Exact copies of the lines below are the goal; any images in them are dropped.

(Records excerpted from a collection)
______________________________

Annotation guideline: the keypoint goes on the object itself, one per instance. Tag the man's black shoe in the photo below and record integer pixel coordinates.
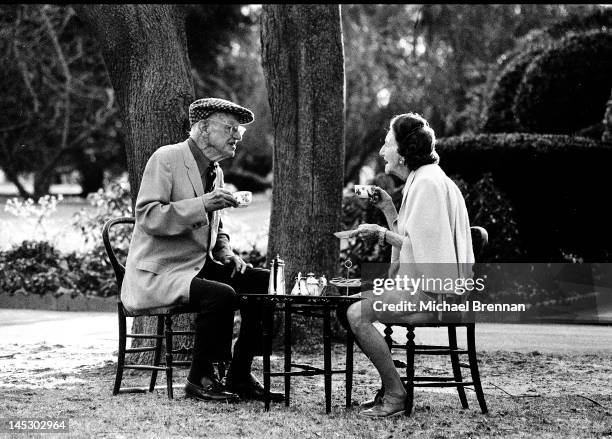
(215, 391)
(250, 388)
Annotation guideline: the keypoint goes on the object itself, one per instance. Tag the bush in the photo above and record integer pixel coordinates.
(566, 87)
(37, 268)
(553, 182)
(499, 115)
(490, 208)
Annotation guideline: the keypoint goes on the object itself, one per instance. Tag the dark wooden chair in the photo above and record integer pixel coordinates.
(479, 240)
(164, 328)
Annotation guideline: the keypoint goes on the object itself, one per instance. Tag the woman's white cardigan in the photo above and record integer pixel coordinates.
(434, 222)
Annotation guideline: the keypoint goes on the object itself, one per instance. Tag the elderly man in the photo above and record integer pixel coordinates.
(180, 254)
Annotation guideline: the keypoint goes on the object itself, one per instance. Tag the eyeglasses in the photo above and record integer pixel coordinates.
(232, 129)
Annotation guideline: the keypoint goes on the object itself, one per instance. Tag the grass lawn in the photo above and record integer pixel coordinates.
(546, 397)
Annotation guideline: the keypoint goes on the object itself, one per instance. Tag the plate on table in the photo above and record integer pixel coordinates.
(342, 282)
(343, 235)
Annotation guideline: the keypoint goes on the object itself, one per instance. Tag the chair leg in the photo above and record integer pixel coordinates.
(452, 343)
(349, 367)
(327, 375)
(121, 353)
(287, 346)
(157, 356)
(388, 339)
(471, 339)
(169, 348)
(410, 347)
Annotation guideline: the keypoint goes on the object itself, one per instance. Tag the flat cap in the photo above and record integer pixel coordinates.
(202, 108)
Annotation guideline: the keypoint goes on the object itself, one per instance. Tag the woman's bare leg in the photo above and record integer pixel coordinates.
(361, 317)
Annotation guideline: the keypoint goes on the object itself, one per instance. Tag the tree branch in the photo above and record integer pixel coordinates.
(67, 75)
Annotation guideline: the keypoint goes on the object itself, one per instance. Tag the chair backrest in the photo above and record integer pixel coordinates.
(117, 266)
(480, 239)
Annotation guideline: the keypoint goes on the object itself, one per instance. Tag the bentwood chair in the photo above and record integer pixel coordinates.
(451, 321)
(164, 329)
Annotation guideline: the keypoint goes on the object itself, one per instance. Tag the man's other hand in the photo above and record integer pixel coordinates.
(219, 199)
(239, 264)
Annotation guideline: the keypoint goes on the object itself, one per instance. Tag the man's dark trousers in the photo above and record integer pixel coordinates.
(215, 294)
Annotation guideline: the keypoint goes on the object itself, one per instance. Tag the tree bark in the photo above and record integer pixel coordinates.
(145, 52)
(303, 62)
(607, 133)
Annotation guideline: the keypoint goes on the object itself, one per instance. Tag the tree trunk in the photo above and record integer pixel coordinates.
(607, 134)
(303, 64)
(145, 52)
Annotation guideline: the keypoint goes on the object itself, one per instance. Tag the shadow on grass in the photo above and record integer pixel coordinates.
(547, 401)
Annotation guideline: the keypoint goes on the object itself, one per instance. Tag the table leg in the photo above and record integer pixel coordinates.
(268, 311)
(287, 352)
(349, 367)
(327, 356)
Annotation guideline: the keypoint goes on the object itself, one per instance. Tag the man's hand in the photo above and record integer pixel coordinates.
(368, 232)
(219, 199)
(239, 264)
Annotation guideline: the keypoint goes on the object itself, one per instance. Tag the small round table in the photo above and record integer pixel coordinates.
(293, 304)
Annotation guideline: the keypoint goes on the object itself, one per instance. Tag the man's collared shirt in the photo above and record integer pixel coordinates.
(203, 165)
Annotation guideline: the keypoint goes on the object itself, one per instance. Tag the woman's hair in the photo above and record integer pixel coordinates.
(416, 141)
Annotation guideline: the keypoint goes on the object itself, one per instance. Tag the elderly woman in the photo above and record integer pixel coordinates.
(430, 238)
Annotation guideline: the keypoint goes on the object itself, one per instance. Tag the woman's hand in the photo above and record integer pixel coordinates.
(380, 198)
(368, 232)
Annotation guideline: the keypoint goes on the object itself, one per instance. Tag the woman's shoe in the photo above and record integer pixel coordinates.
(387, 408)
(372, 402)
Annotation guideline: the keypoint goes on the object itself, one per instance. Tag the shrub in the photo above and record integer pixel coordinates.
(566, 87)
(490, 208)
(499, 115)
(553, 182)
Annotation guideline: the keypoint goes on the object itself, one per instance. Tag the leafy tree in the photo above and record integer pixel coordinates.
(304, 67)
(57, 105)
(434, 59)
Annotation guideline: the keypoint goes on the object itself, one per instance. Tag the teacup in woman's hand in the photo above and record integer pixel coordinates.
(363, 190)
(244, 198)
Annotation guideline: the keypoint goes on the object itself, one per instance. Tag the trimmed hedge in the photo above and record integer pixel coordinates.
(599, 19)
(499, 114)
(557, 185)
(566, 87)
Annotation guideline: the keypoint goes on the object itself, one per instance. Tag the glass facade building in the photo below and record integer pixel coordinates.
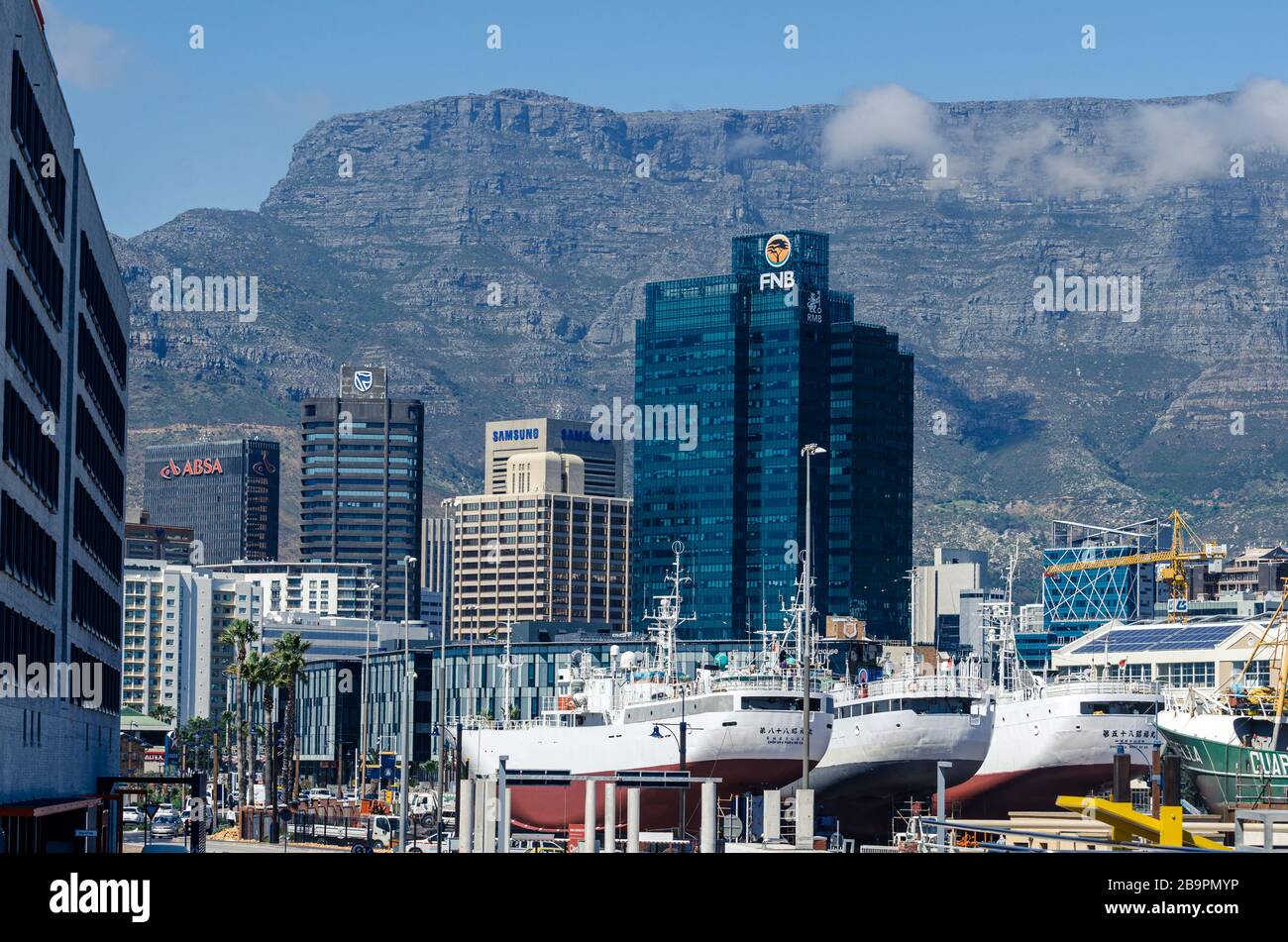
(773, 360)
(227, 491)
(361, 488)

______________________________

- Written solution
Annotation guideline: the keypoint goes on the object itself, one per instance. Tag the man's black shoe in the photo below and record integer pixel coordinates.
(215, 391)
(250, 388)
Annotation guideline: the keypoint goes on the object itself, one per instance. Tag the bush in the photo above and record integer pixel coordinates.
(566, 87)
(37, 268)
(553, 182)
(499, 115)
(490, 208)
Annotation guideline: the keypoint goes on the object itself, one per instance. Tag the dark wooden chair in the photo above and record integer pixel coordinates.
(479, 240)
(164, 328)
Annotation guideline: the keypoint goes on the object itself, one per instance. Tag the woman's white cardigan in the photo above and record integer pixel coordinates.
(434, 222)
Annotation guideline: the keypoint goes on the object itself, one per instance. Tag the elderly man in the photo above and record integer pixel coordinates.
(180, 254)
Annotation guideline: the keypoint goes on the object itself, one per instance. Tag the eyeglasses in the photo above and record integer pixel coordinates.
(232, 129)
Annotation guideline: the keypoint goes on the object itself, one per instance. Tag the grass lawn in the photo above and record integer pixel coordinates.
(546, 397)
Annotation guideline: the keypoint goes on the object itself, one per instance. Tag the plate on table in the photo above and record integer pixel coordinates.
(342, 282)
(343, 235)
Annotation guideline: the keypoint goes on the object itself, one per instance. Tag the chair leg in the photo above and record integer pixel coordinates.
(452, 343)
(349, 367)
(327, 375)
(121, 353)
(287, 346)
(157, 356)
(388, 339)
(471, 339)
(169, 348)
(410, 347)
Annotation guideline: the keypoint goes on the object itself, one per instance. Tag the flat cap in the photo above and record integer pixel coordinates.
(202, 108)
Annotation guideline: the keypoint goes on the object itself, one per instance. Tag the woman's bare leg in the photo above and record integer pixel coordinates.
(361, 317)
Annotation guideline: the keypoint goes on the object itself, one per instance. Tag the tree branch in the photo above and record integer pixel coordinates.
(67, 75)
Annotation guideline: the keypoint goes on the object itself, one per instance. Tag the chair backrest in the photo above and record integer pixel coordinates.
(117, 266)
(480, 239)
Annotation guideline: the keypoint goes on the object itself, one per instance. Tag the bentwood chair in the photo above and record integer pixel coordinates.
(451, 321)
(164, 329)
Annotation guideline: the keypoint goes on the object itself, one per instance. Tag the man's other hand in the photo above and record integer pixel coordinates.
(219, 199)
(239, 264)
Annotation guideline: the keypoint goes on the object itself, one per instance. Tag the man's dark trousers in the photo above and record integer pixel coordinates.
(215, 294)
Annotation guideline: the keypoint goes on the object itself, one per instance. Tag the tree bark in the photo above and record integer pixel coordinates.
(145, 52)
(303, 62)
(607, 133)
Annotation guideline: the keypoint goes on the object itself, one per instance. Tag the tree trunk in the photo above and record integer pixel coordinates.
(607, 134)
(303, 64)
(145, 52)
Annotation guideline: the keypoint goes on the object itself, one per instance. Tag the shadow on grass in the photo above and record integer pixel coordinates.
(547, 401)
Annotation guideline: the keypoint goes on the object itself, one per instance. Tag the table leg in the photo above and record integer pixel coordinates.
(268, 311)
(287, 352)
(349, 367)
(327, 356)
Annotation guideline: the keypoint goes on the object itself, one per instance. Tag the man's hand in the photo above and record integer pixel coordinates.
(368, 232)
(219, 199)
(239, 264)
Annotation guideline: the keypoint goes on the object itself, one per instance. Tag the small round table in the photo above and record integer pixel coordinates.
(293, 304)
Annotation guideline: the keypoint goes on the object itself, one per instance. Tag the man's collared shirt in the photo above and record integer pixel coordinates.
(203, 165)
Annotation guideline: the keypoint goes on the object itself, one per instance. Tag the woman's hair in the photo above and record integer pixel coordinates.
(416, 141)
Annotation guideline: the keypoint goes on the object itself, one per instance. Tag the elderly woman in the photo above and record integer pixel coordinates.
(430, 238)
Annotation guideline: the keypoint goes on the object itself, one per instance. Tag the woman's hand in the photo above and record integer pixel coordinates.
(380, 198)
(368, 232)
Annotation guideline: the keypoint goes on the object itself, one per instance. Tag the woman's shoe in the photo above and record integer pixel coordinates.
(387, 408)
(372, 402)
Annotation guideline: the keypoint goes on the object itself, one per instance. Tag the shrub in the photo above and record integer pixel coordinates.
(566, 87)
(490, 208)
(499, 115)
(553, 182)
Annotation guideline: the keypoint goes on the object itself, one per instance. Tag the leafy tree in the photo above and record integer pixel coordinates.
(304, 67)
(57, 105)
(434, 59)
Annotation guideline: the keypoint goes on the object itself, one per instance. Tag the teacup in woman's hand in the photo above and record integer pixel coordinates.
(363, 190)
(244, 198)
Annotation guideline: the keypoint goes on the object itself, one per instance. Tag the trimmed hedge in the photo above and record integer pixel coordinates.
(599, 19)
(499, 114)
(557, 185)
(566, 87)
Annotation guideline: the keypoint goes on the object itself, one per instance. Tag the glass facade building in the photo below and record integer pixel coordinates.
(773, 360)
(227, 491)
(361, 488)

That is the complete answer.